Activity – Retype the records exactly.

[Stored data entries]

========

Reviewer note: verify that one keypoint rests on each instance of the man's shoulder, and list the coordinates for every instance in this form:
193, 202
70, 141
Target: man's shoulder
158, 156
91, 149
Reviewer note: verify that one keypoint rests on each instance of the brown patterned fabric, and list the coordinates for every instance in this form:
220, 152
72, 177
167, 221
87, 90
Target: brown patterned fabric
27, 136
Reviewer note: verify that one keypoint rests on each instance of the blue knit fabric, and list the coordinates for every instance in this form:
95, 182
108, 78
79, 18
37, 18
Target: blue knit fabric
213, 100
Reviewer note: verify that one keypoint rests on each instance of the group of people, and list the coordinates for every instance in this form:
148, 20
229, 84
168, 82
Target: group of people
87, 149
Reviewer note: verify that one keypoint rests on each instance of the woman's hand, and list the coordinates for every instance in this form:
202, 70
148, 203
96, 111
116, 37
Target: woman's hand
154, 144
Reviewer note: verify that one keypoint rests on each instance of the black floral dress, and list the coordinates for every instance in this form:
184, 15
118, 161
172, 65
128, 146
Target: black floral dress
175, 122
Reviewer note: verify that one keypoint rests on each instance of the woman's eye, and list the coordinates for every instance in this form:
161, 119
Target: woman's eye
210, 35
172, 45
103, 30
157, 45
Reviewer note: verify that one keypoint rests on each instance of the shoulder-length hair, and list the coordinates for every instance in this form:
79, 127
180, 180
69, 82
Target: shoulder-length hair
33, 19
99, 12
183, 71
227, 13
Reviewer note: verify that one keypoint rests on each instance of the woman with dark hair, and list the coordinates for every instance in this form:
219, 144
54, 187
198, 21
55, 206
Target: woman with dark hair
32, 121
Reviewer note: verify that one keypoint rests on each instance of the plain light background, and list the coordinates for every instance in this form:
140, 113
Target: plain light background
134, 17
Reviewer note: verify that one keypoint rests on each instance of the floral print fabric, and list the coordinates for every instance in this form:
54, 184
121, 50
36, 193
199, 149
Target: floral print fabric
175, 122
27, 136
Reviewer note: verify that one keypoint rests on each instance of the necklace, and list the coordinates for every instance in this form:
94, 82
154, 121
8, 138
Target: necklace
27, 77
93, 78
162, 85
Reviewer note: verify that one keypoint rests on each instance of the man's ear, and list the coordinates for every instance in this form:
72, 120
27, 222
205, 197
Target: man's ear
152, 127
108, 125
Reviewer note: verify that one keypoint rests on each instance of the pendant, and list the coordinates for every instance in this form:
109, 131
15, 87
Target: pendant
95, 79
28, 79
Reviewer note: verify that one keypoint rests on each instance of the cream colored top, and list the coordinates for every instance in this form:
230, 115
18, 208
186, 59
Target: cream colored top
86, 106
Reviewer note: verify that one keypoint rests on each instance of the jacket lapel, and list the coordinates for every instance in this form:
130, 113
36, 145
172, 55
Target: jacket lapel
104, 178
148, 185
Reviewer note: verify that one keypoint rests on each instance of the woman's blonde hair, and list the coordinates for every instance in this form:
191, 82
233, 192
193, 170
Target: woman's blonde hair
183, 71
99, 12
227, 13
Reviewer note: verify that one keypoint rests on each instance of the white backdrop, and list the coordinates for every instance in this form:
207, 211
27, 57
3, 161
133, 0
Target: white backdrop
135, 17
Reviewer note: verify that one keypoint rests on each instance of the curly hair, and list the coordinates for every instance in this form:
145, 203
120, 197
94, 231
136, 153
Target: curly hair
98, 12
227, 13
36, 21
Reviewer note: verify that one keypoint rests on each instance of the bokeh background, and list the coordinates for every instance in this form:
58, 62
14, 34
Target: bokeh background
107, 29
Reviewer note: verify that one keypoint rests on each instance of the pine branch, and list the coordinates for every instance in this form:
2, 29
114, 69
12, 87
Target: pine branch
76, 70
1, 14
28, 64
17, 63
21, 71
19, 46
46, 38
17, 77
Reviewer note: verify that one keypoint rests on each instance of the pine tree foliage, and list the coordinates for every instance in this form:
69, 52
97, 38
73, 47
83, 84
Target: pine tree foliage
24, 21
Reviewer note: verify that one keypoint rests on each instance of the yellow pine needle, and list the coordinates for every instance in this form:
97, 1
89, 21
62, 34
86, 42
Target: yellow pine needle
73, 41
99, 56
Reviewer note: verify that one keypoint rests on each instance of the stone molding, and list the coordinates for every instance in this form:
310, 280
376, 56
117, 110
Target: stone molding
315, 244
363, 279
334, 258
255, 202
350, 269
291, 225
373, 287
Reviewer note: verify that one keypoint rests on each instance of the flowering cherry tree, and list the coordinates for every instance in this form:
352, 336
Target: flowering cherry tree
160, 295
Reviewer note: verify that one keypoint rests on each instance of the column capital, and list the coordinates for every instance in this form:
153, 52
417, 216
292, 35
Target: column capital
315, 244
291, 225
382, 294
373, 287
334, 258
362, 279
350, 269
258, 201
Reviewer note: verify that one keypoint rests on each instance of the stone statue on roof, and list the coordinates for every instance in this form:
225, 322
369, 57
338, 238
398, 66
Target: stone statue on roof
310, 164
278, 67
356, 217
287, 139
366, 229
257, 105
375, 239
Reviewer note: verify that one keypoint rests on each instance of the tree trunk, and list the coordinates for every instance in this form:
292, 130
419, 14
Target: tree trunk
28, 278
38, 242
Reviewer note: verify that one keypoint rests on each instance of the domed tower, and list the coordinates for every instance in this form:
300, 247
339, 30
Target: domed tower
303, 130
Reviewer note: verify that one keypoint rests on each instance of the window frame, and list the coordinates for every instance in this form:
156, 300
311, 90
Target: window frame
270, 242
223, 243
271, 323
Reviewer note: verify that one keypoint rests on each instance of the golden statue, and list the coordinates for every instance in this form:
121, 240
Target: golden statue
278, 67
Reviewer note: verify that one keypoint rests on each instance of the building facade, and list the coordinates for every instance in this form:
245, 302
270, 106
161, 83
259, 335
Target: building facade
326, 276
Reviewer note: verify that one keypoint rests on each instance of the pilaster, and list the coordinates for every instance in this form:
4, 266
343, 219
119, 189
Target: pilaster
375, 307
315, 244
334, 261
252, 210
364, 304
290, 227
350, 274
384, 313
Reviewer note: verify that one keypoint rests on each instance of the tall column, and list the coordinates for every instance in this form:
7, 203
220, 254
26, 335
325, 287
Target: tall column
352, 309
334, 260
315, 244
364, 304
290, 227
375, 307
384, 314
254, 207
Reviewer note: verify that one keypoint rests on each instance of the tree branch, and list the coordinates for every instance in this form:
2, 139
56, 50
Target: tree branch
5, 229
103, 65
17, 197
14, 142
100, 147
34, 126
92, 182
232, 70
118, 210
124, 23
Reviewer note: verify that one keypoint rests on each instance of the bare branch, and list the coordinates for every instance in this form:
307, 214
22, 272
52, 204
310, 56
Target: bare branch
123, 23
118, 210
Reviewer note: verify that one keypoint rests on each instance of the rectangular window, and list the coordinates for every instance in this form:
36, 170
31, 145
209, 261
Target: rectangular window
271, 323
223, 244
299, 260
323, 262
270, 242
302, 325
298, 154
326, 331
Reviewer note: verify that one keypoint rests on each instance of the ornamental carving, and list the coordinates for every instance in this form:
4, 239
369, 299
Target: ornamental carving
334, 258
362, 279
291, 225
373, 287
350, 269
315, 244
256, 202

========

Exercise answer –
Reviewer note: verify that one keypoint rests on each instance of the man's shoulder, and list the coordinates for every instance in this form:
193, 202
70, 141
Target: man's shoulder
158, 156
91, 149
Reviewer note: verify that one keypoint rests on each instance of the brown patterned fabric, and list the coordinates for every instance in this form:
220, 152
72, 177
167, 221
87, 90
Target: brown patterned fabric
27, 136
Reviewer note: verify that one keypoint rests on each instance of the blue knit fabric, and list the coordinates for every instance in this form:
95, 182
108, 78
79, 18
37, 18
Target: blue knit fabric
213, 100
Reviewer note: verify that one keypoint rests on each instance of the group of people, and list the coordinates for every instance in this form:
148, 20
229, 84
168, 82
Target: group of people
87, 149
Reviewer note: verify that one keypoint rests on each instance of the woman's hand, and list the coordinates for every instance in this form:
202, 70
148, 203
96, 111
116, 37
Target: woman's hand
154, 144
Reviewer note: verify that one keypoint rests on each instance of the black floral dress, and list the coordinates for every instance in this form:
184, 15
118, 161
172, 65
128, 146
Target: black floral dress
175, 122
Reviewer note: verify that one keypoint rests on each instance of the woman's eye, and list the coordinates for every instance in this form:
161, 119
Target: woman's eye
210, 35
172, 45
103, 30
157, 45
Reviewer note: verify that one keypoint rests on each instance of the shoulder-length hair, and list the coordinates for every instance in this form:
79, 127
180, 180
69, 82
Target: shoulder-length hair
33, 19
99, 12
183, 71
227, 13
Reviewer note: verify that one keypoint rests on each instance of the woman with dark hair, and list the coordinates for every instance in this form:
219, 144
54, 187
198, 21
55, 206
Target: woman with dark hair
32, 121
Reviewer note: verify that one keypoint rests on each instance of the plain light background, and list the coordinates for every instance in this form:
140, 113
Target: plain light background
134, 17
Reviewer note: verify that one keypoint rests on each instance of the floral print fabric, and list the coordinates for every instance in this form:
54, 184
121, 50
36, 193
199, 149
Target: floral print fabric
175, 122
27, 136
Reviewer note: verify that one keypoint rests on each instance of the necklace, and list the coordinates for every instance in this form:
94, 82
154, 121
8, 138
Target: necklace
27, 77
93, 78
162, 85
Reviewer note: verify that one keypoint rests on each instance of the man's ear, and list the coordinates for every instance in this form:
72, 120
27, 222
205, 197
Target: man's ear
152, 127
108, 125
Reviewer note: verify that one keypoint rests on each instance of the pendant, and list the coordinates for every instance in this form:
109, 131
15, 87
Target: pendant
95, 79
28, 79
Reviewer note: verify that one keypoint rests on each instance of the cream colored top, and list the coordinates for every instance in this form:
230, 115
18, 208
186, 59
Target: cream colored top
86, 106
Reviewer note: verify that one keypoint rests on each instance of the jacket lapel, and list the coordinates for every instance in this form:
130, 113
36, 145
172, 55
Target: jacket lapel
104, 178
148, 185
Reviewer note: verify that one keypoint rests on each instance of the woman's blonde hair, and list the coordinates for every instance in this form:
191, 82
233, 192
193, 170
Target: woman's blonde hair
183, 71
99, 12
227, 13
Reviewer note: verify that one keypoint rests on each instance of the white backdrop, and list the coordinates for every instance in this form:
207, 211
27, 57
3, 161
133, 0
Target: white backdrop
135, 17
Reviewer note: verify that one keypoint rests on each instance of the curly hair, and list the coordinates for every instance in this form:
145, 203
120, 197
94, 231
136, 153
Target: curly hair
98, 12
227, 13
36, 21
Reviewer note: verify that one keypoint rests on each instance of the bokeh background, and list the coordinates for every instance in this form:
58, 62
14, 34
Target: bokeh background
107, 29
Reviewer note: verify that one keypoint rests on each instance of the pine branch, and list the coordinates for every instance in this form:
2, 29
114, 69
12, 87
Target: pine branch
76, 70
1, 14
28, 64
17, 63
21, 71
19, 46
46, 38
17, 77
Reviewer note: verify that one keypoint rests on each instance of the pine tree foliage, and list the coordinates for every instance in this form:
69, 52
97, 38
73, 47
83, 84
Target: pine tree foliage
24, 21
Reviewer note: verify that one keypoint rests on each instance of the yellow pine needle, and list the coordinates for every instance in this form:
97, 1
89, 21
62, 34
86, 42
Target: yellow pine needle
73, 41
99, 56
Reviewer note: verify that one keypoint rests on each instance of the stone molding, and list the coordinates for every instance in this form:
310, 280
376, 56
117, 110
Target: stone molding
315, 244
363, 279
334, 258
255, 202
350, 269
291, 225
373, 287
Reviewer note: verify that one keypoint rests on each instance of the flowering cherry tree, and list the coordinates for every instance in this form:
352, 336
Target: flowering cherry tree
160, 295
Reviewer note: verify that one keypoint rests on each instance of the column capital, and list the coordinates for every instance in this form:
153, 52
417, 216
292, 35
Target: column capital
315, 244
291, 225
382, 294
373, 287
334, 258
362, 279
350, 269
258, 201
Reviewer note: verify that one keypoint rests on each instance of the stone statue on roof, and list the coordinates for every instance in this form:
225, 322
369, 57
338, 238
398, 66
Target: stone statue on roof
310, 164
278, 67
356, 217
287, 139
366, 229
257, 105
375, 239
Reviewer note: verify that one keypoint rests on each instance of the tree trunk, and list the coordinates for every instance in this form:
292, 130
419, 14
Target: tree trunk
28, 278
38, 242
Reviewer note: verify that one keypoint rests on each instance of the domed tower, and list the coordinates for every instance in this form:
300, 247
339, 30
Target: domed tower
303, 130
Reviewer note: verify that one keypoint rests on each instance of the window frame, and list the coordinates for every instance in this form:
156, 300
311, 90
Target: window frame
270, 242
223, 243
271, 323
Reviewer note: verify that one keypoint rests on each instance of the golden statue, and list the coordinates for every instance in this form:
121, 240
Target: golden statue
278, 67
Reviewer note: verify that one keypoint rests on each instance of the building facade, and list the coordinates for every instance in this form:
245, 302
270, 106
161, 83
259, 335
Target: building facade
326, 276
Reviewer note: verify that one keypoint rests on each instance of the pilaster, and list the coordinates for every instance in this form:
4, 266
343, 219
119, 189
Target: pilaster
375, 307
315, 244
334, 261
252, 210
364, 304
290, 227
350, 274
384, 313
Reviewer note: verify that one keypoint rests on each instance of the tall column, and list the coordinates for every instance in this form:
7, 203
220, 254
26, 335
325, 287
Target: tall column
352, 309
334, 260
315, 244
364, 304
290, 227
375, 307
384, 314
254, 207
Reviewer note: verify that one keypoint rests on each instance of the tree branch, and list the coordinates for every instance in this form:
2, 139
56, 50
Target: tree branch
5, 229
103, 65
17, 197
14, 142
100, 147
34, 126
92, 182
232, 70
118, 210
124, 23
Reviewer note: verify that one keypoint rests on each instance of the bare branch, and list the coordinates for every instance in this form:
307, 214
22, 272
52, 204
310, 56
Target: bare branch
123, 23
118, 210
Reviewer note: verify that one keypoint rests on each instance of the rectangular window, and list the coordinates for every instance in this form:
36, 170
31, 145
209, 261
Target: rectangular window
271, 323
223, 244
299, 260
323, 262
270, 242
302, 325
298, 154
326, 331
Reviewer note: verify that one keypoint rests on each instance of the ornamental carving, and list the coordinates for every instance in this form:
4, 239
369, 299
Target: ornamental carving
334, 258
362, 279
291, 225
373, 287
350, 269
315, 244
256, 202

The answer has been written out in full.